■ SELECTED EXTRACT ■
In the United States, however, the spectrum allocated by the government for first-generation, analog cellular networks was enough to support only 56 channels per cell –the 57th caller in any given cell was out of luck. So frequencies had to be divided up further.
In Time Division Multiple Access (TDMA) digital networks each burst of information on a particular frequency is split into three time slots, each a few milliseconds long. These slots are assigned to three different phones, each of which can piece together the data from its time slot into a continuous conversation. The result is that three phones at a time can use the same frequency, tripling the capacity of each cell, to roughly 168 channels. TDMA is the basic technique behind protocols such as the Global System for Mobile Communications, or GSM, used by major companies such as China Mobile, T-Mobile, the Cingular division of the new AT&T, and Personal Communications Services, or PCS, used by Sprint.

■ ASSIGNMENT ■
Reproduce the passage on cellular networks from "In Time Division" up to and including "used by Sprint.", replacing "phones" with "handsets" everywhere it appears. Work only from the passage on cellular networks above.

■ SOURCE DATA ■
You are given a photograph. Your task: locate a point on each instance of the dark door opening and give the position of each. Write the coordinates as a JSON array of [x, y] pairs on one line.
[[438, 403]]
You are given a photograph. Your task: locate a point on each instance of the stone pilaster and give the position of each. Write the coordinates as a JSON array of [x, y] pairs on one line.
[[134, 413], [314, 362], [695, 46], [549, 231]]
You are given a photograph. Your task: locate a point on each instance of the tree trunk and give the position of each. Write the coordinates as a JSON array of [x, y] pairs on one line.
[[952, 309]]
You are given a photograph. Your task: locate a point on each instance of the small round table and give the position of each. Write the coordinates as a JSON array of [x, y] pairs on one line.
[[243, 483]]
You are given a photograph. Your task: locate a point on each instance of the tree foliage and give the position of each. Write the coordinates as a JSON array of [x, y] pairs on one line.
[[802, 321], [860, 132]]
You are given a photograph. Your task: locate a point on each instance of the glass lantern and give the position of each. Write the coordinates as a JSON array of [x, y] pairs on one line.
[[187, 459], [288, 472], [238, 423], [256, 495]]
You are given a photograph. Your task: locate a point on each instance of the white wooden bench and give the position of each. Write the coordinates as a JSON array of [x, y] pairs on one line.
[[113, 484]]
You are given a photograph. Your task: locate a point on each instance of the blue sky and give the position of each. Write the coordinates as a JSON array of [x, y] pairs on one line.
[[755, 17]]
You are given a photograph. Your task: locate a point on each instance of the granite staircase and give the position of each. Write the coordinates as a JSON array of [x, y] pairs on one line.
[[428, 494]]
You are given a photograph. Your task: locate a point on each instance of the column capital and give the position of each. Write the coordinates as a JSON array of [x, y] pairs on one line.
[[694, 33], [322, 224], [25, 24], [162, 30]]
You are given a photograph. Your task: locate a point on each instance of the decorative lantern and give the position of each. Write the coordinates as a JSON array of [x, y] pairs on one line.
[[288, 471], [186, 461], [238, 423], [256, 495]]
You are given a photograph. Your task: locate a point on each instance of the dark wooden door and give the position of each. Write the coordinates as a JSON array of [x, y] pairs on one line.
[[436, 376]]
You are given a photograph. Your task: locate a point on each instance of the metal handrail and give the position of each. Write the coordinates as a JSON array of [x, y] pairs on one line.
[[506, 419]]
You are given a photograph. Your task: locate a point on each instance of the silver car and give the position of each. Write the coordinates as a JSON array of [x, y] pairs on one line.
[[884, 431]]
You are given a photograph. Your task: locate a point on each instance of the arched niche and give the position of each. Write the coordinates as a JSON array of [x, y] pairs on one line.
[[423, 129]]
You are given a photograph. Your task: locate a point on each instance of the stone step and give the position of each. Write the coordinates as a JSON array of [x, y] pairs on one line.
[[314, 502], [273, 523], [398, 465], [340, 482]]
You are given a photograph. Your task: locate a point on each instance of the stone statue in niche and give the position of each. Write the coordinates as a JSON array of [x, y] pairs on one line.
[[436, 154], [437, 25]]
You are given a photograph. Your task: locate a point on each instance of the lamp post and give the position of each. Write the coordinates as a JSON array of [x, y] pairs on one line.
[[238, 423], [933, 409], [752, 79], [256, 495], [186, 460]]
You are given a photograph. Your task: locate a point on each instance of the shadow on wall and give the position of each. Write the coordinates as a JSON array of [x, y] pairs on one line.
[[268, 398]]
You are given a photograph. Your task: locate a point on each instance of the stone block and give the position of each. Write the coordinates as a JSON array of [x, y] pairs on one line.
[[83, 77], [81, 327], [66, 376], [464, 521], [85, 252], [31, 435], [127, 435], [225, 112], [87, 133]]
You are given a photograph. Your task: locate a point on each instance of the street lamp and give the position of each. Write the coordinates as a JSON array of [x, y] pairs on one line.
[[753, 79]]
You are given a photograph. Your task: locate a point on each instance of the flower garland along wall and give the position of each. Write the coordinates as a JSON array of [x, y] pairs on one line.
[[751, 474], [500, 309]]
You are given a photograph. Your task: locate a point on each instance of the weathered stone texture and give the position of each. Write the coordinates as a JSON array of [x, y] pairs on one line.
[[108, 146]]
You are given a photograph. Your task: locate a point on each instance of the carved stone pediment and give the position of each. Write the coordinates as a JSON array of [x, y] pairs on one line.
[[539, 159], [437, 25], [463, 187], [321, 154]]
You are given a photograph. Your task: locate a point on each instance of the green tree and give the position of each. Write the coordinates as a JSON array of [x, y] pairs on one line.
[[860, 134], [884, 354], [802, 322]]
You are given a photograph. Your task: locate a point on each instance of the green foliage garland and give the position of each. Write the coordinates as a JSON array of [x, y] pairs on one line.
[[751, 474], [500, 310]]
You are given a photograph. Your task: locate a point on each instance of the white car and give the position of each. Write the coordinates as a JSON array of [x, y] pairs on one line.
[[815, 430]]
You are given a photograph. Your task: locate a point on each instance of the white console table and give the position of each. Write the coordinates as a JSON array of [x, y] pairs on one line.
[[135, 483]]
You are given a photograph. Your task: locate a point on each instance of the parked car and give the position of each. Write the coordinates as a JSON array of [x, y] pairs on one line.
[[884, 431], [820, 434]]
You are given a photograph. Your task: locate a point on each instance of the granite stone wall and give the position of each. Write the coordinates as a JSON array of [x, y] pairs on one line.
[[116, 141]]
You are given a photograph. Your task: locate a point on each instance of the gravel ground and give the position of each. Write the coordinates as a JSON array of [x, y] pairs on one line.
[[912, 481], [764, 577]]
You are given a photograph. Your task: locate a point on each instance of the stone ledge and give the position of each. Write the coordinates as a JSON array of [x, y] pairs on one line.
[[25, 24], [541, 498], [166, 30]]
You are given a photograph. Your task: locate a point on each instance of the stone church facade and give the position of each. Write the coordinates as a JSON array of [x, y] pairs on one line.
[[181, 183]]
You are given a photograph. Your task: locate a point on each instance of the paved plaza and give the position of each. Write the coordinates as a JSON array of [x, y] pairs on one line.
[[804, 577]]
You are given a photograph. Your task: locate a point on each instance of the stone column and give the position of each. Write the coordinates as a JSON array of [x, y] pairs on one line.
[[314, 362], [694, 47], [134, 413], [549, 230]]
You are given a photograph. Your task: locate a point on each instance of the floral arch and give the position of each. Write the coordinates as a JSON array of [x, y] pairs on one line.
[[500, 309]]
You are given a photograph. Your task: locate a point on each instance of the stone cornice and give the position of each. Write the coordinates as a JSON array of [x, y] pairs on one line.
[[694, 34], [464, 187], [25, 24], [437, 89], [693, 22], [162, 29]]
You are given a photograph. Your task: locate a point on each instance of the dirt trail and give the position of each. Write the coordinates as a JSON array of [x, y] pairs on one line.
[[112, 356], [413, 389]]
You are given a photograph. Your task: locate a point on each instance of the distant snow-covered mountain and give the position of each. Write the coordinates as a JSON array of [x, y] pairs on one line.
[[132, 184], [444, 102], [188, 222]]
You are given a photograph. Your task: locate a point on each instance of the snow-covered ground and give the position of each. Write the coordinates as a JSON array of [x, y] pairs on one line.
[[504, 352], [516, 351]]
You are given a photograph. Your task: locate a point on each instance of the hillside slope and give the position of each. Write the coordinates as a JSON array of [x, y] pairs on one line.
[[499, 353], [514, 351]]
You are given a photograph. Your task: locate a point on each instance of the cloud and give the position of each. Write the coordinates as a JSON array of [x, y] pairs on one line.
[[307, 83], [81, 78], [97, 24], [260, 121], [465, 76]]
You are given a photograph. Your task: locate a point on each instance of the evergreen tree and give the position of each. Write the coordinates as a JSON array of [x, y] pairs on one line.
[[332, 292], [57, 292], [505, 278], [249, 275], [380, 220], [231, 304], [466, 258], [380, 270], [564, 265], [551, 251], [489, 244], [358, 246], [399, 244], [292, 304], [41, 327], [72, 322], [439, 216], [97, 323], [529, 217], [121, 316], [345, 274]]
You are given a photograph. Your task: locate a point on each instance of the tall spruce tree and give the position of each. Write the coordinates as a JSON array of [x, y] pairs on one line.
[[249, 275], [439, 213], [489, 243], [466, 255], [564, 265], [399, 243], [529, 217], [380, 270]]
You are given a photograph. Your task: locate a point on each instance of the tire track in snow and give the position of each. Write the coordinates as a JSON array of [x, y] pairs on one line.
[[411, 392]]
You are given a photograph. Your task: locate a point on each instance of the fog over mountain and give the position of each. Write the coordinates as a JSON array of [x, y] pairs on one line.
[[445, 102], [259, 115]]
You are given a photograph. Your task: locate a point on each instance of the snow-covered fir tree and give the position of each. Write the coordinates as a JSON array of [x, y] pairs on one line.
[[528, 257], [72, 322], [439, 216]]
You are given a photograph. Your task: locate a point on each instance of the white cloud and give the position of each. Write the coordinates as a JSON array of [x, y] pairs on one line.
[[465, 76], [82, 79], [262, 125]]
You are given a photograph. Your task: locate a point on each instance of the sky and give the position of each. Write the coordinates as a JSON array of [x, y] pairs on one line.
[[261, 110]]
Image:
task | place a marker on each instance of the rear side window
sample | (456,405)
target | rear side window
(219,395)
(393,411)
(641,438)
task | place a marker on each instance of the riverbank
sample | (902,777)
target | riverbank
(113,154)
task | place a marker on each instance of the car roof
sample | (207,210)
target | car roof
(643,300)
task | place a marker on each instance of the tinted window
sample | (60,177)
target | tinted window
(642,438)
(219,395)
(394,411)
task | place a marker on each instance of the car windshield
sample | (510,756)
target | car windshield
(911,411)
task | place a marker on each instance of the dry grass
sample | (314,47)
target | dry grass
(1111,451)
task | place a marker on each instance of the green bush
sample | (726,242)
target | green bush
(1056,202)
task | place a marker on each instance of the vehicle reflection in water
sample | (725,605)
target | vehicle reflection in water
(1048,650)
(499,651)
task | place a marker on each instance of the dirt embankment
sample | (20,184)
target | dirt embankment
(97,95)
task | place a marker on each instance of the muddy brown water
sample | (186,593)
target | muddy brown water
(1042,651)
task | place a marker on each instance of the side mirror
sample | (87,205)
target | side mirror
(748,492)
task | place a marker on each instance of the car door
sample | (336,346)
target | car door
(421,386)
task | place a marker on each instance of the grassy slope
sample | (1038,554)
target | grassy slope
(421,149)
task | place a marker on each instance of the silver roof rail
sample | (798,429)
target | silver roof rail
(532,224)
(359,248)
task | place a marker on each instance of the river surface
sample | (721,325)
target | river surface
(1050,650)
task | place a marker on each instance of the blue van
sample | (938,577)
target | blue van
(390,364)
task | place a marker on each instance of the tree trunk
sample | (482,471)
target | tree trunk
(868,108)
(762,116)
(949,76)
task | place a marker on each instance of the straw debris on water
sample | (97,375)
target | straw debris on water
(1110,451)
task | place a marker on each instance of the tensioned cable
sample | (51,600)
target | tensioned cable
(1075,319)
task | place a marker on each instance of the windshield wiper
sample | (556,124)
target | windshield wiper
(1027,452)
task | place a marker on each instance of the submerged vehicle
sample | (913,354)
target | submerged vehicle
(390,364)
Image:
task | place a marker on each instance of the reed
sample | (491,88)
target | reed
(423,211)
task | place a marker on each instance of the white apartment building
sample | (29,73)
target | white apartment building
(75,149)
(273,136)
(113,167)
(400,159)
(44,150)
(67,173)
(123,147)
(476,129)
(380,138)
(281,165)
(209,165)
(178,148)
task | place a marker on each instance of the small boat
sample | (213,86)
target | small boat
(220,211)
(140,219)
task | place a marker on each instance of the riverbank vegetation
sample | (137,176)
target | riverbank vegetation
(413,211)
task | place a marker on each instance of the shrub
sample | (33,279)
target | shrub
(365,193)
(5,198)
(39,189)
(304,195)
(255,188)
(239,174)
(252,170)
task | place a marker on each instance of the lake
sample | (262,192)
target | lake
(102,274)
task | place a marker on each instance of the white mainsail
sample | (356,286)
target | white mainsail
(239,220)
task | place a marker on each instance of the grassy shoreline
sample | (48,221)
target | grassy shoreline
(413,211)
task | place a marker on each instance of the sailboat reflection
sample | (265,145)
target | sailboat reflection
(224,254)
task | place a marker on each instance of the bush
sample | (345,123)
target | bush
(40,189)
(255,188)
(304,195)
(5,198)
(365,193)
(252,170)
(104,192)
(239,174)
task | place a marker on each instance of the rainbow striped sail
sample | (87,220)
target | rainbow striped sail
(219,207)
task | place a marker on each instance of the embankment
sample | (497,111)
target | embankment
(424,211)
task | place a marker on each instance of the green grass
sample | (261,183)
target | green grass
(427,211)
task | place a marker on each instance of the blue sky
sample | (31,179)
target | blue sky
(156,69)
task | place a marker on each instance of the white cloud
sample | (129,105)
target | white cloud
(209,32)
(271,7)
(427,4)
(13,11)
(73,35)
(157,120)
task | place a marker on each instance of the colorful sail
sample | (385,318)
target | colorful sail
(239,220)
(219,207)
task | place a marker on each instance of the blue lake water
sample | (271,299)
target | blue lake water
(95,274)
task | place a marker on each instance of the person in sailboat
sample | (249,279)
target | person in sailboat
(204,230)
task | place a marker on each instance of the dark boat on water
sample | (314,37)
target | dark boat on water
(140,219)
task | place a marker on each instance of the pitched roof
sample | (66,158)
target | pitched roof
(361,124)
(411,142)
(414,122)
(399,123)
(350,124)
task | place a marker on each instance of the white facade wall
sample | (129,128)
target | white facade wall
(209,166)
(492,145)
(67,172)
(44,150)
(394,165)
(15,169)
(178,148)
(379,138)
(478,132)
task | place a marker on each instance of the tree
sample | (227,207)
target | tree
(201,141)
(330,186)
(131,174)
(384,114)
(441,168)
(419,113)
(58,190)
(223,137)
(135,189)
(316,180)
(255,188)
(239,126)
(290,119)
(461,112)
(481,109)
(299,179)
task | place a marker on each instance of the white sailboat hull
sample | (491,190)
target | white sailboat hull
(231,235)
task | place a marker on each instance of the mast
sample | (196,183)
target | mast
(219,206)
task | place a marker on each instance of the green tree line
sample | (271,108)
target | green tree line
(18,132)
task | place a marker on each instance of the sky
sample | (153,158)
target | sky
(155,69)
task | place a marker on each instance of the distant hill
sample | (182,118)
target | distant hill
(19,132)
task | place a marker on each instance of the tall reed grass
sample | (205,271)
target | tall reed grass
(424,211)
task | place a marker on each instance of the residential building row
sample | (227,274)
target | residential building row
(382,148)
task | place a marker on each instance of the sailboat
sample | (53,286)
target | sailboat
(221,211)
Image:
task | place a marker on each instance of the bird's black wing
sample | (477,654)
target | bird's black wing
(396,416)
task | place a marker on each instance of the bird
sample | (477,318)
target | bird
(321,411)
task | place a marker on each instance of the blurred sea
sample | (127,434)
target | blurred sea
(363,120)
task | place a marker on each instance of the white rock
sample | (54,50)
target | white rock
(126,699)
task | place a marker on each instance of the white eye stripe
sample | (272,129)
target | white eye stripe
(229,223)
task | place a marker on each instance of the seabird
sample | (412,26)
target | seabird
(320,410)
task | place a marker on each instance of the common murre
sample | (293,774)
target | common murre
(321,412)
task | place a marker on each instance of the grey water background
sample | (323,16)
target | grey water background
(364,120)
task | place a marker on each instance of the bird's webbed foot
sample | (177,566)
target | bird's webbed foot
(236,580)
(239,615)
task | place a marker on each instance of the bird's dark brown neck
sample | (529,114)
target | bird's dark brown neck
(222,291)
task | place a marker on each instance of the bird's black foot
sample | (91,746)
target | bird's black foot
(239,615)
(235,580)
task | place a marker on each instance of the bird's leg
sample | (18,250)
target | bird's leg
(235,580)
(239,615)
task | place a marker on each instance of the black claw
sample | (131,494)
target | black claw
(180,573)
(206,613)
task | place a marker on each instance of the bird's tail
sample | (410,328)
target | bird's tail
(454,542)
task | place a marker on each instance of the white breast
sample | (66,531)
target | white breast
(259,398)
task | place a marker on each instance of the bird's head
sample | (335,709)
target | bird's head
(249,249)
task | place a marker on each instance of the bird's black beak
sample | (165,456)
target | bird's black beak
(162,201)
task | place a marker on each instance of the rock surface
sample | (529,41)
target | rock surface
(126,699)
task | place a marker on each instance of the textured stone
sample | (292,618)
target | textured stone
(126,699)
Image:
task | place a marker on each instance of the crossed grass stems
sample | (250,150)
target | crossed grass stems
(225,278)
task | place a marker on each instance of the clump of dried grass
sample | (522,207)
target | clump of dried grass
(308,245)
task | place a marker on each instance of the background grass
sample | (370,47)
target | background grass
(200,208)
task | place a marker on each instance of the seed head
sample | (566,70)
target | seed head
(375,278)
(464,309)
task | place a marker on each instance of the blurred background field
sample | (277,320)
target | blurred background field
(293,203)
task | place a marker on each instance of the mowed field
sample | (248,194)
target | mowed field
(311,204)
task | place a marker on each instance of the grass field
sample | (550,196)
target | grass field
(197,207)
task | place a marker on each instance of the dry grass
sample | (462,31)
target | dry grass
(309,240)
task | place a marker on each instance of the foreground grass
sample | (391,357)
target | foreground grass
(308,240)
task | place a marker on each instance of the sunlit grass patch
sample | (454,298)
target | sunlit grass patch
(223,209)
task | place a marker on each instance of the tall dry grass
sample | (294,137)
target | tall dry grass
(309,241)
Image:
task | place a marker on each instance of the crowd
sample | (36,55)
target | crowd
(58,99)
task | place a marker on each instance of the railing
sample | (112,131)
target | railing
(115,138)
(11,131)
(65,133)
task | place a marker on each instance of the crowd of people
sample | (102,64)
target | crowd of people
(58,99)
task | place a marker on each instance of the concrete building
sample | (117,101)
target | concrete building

■ EXERCISE SOLUTION ■
In Time Division Multiple Access (TDMA) digital networks each burst of information on a particular frequency is split into three time slots, each a few milliseconds long. These slots are assigned to three different handsets, each of which can piece together the data from its time slot into a continuous conversation. The result is that three handsets at a time can use the same frequency, tripling the capacity of each cell, to roughly 168 channels. TDMA is the basic technique behind protocols such as the Global System for Mobile Communications, or GSM, used by major companies such as China Mobile, T-Mobile, the Cingular division of the new AT&T, and Personal Communications Services, or PCS, used by Sprint.